What needs to be done.
Instruction for the data below: set down exactly the lines from the line with "of the colorful" to the line with "the pink knitted", inclusive, and no others.

Record extracts.
----------

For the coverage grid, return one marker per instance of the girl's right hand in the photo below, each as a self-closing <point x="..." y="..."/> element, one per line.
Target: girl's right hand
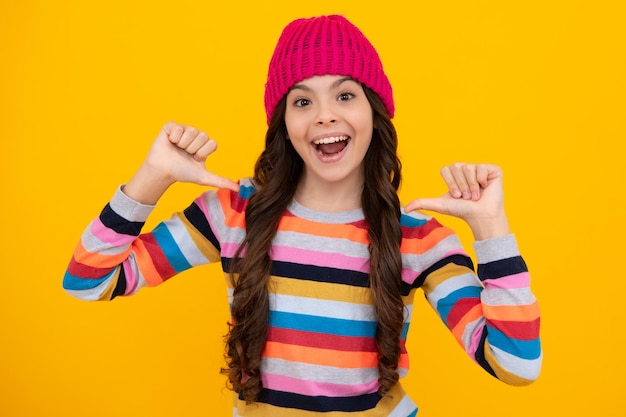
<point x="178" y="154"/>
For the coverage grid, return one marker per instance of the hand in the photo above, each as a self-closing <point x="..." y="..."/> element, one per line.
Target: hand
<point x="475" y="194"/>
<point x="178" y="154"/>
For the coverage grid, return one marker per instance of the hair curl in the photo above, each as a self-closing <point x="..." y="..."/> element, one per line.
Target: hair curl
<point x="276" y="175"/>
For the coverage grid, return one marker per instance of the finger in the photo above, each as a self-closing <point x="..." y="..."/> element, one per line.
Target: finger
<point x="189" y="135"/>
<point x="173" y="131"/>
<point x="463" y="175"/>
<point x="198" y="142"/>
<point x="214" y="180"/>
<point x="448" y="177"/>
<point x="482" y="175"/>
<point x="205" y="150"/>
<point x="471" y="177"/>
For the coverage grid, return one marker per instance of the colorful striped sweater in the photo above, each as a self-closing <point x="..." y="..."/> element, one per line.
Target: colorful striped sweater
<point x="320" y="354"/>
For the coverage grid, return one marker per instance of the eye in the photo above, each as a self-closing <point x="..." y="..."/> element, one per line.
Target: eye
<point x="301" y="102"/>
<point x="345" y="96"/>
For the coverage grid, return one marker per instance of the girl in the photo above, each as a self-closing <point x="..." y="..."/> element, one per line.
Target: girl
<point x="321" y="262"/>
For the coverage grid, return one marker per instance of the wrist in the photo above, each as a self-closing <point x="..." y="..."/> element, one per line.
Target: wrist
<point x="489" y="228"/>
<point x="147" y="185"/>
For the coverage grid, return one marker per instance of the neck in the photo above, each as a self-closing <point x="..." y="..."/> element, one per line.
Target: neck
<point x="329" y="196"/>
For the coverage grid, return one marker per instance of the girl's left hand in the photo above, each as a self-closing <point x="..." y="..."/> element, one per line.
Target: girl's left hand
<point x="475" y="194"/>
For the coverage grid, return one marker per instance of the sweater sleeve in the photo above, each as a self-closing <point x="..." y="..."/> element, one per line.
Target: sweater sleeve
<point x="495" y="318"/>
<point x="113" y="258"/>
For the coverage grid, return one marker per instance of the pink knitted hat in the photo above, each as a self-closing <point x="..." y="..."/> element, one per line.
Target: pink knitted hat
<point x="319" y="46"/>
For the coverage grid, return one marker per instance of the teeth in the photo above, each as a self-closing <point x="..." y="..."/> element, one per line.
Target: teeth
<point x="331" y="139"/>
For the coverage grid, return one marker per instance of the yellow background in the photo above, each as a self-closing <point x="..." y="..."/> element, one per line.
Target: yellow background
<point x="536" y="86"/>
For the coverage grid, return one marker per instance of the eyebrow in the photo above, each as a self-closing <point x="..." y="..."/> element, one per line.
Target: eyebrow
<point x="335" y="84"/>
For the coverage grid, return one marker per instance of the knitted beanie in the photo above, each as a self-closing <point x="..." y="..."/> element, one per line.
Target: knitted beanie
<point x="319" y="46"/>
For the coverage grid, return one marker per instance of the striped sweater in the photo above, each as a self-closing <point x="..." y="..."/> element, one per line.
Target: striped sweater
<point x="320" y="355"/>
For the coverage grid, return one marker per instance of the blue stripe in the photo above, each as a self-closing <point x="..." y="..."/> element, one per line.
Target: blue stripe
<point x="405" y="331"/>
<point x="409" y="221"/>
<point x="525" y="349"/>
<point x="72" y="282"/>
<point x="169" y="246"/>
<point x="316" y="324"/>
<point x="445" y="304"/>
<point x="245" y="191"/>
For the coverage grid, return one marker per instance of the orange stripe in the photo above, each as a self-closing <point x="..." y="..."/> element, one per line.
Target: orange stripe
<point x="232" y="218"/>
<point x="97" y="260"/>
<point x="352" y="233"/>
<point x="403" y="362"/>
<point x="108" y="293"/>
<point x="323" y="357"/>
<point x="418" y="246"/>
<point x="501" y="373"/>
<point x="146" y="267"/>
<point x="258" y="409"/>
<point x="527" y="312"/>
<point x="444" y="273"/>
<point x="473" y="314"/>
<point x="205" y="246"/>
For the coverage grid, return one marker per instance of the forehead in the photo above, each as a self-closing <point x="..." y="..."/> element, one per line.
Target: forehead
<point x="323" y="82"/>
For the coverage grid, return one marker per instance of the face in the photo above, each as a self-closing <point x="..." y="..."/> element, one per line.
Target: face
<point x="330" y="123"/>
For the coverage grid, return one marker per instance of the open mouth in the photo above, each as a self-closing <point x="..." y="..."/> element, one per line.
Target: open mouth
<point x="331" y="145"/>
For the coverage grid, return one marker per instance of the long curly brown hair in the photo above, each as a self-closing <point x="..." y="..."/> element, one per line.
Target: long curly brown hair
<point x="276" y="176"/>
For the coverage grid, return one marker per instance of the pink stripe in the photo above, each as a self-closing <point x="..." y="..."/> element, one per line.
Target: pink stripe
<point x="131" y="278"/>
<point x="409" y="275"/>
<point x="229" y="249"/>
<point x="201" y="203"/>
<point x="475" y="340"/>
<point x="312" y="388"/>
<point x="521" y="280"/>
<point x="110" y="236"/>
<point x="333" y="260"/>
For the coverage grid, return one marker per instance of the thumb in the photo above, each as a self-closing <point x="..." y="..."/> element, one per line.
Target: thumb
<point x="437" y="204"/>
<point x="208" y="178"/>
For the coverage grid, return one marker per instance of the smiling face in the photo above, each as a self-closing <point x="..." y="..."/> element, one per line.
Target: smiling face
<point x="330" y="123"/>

----------

Solution to the exercise.
For the coverage grid, return one marker per instance of the colorful striped sweater in the photo above, each as a self-closing <point x="..." y="..."/> element, one per line.
Target: colorful striped sweater
<point x="320" y="354"/>
For the coverage grid, return one marker per instance of the eye in the photo above, each as a self-closing <point x="..." y="..."/> element, one per line.
Target: eye
<point x="301" y="102"/>
<point x="345" y="96"/>
For the coverage grid, return one marker per instance of the girl in the photo above, each as a self-closing <point x="..." y="..."/> element, one per line.
Target: girl
<point x="321" y="262"/>
For the coverage grid, return one marker per instance of the wrist in the photo above, each as a self-closing <point x="..." y="..."/> element, one per line.
Target: wrist
<point x="489" y="228"/>
<point x="147" y="185"/>
For the coverage grid, return one marker per instance of the neck in the photo above, each as a self-closing <point x="..." y="..."/> element, one per line.
Target: neck
<point x="329" y="196"/>
For the coverage grid, return one marker per instance of the girl's left hand in the photo above, each as a self-closing <point x="..." y="..."/> element, one per line.
Target: girl's left hand
<point x="475" y="194"/>
For the coverage grid, return one marker per instance of the sweater sleeve in the photo above, each as a self-closing <point x="..." y="..."/> element, one per line.
Target: sweater sleeve
<point x="495" y="318"/>
<point x="113" y="258"/>
For the coverage grid, return one marker per instance of the pink knitted hat in the photo above, each as a self-closing <point x="..." y="..."/> element, one per line.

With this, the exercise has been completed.